→ Exercise: Transcribe all the entries that follow, leaving nothing out.

*** Opening Data provided ***

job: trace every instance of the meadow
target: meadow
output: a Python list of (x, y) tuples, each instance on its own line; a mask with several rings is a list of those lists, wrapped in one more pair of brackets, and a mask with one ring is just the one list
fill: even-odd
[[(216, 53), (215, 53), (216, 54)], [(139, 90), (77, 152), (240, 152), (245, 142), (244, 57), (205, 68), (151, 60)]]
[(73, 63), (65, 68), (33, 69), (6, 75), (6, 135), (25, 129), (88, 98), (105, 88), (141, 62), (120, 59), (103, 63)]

*** Closing Data provided ***

→ Problem solution:
job: trace every instance of the meadow
target: meadow
output: a Python list of (x, y) tuples, each instance on its own line; a mask with several rings is a list of those lists, wrapped in one more pair of brackets, and a mask with one ring is just the one list
fill: even-odd
[[(216, 53), (215, 53), (216, 54)], [(139, 90), (77, 152), (240, 152), (245, 142), (244, 57), (205, 68), (151, 60)]]
[(73, 63), (65, 68), (33, 69), (6, 75), (6, 135), (25, 129), (88, 98), (105, 88), (141, 62), (120, 59), (103, 63)]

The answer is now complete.